YOUR OBJECTIVE
Return the data below in full, exactly as it stands.

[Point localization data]

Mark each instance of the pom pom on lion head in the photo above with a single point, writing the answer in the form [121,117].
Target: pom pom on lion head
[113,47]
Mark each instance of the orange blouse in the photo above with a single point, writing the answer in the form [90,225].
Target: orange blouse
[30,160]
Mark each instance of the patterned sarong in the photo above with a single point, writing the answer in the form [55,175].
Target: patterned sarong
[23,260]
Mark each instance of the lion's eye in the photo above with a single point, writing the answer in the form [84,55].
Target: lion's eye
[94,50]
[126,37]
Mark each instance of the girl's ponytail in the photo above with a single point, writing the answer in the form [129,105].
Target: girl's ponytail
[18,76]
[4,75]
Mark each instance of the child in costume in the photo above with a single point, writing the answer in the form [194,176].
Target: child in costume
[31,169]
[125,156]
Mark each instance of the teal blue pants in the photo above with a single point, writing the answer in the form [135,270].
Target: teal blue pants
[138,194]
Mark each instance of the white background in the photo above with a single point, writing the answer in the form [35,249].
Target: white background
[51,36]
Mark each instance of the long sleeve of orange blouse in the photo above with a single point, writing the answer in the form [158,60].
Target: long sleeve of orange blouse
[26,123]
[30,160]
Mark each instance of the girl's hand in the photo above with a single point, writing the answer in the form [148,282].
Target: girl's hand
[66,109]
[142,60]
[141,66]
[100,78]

ANSWER FOR THIS EXERCISE
Mark each instance of the pom pom on lion head in the photo above with a single point, writing the answer in the form [121,117].
Target: pom pom on lion head
[113,47]
Mark each instance of the orange blouse in the photo above with a single point, writing the answer in the form [90,225].
Target: orange blouse
[30,160]
Mark each instance of the patterned sarong in the photo above with a single point, writing the answer in the form [55,175].
Target: patterned sarong
[23,260]
Mark each instance of the lion's eye in the photo above with a single point, writing the answer in the form [84,55].
Target: lion's eye
[94,50]
[126,37]
Mark each instance of the girl's ponytail in the photo above with a single point, writing the answer in the form [129,105].
Target: girl's ponytail
[18,76]
[4,75]
Mark each instance of the child in costume in the photo above with a single point, writing the answer in the form [194,176].
Target: child in costume
[31,169]
[125,156]
Mark each instance of the teal blue pants in the photo above with a single point, writing the answer in the form [135,270].
Target: teal blue pants
[138,194]
Mark each instance of the white background in the photo above with a single point, writing the answer in the form [35,249].
Target: white background
[51,36]
Mark each instance of the long sleeve of orange blouse in the photo above with a single point, writing the answer in the form [158,60].
Target: long sleeve of orange blouse
[26,123]
[30,160]
Mark each instance of the girl's hand in the photo above with a single point, writing the answer in the form [148,282].
Target: girl's hand
[66,109]
[142,60]
[141,66]
[100,78]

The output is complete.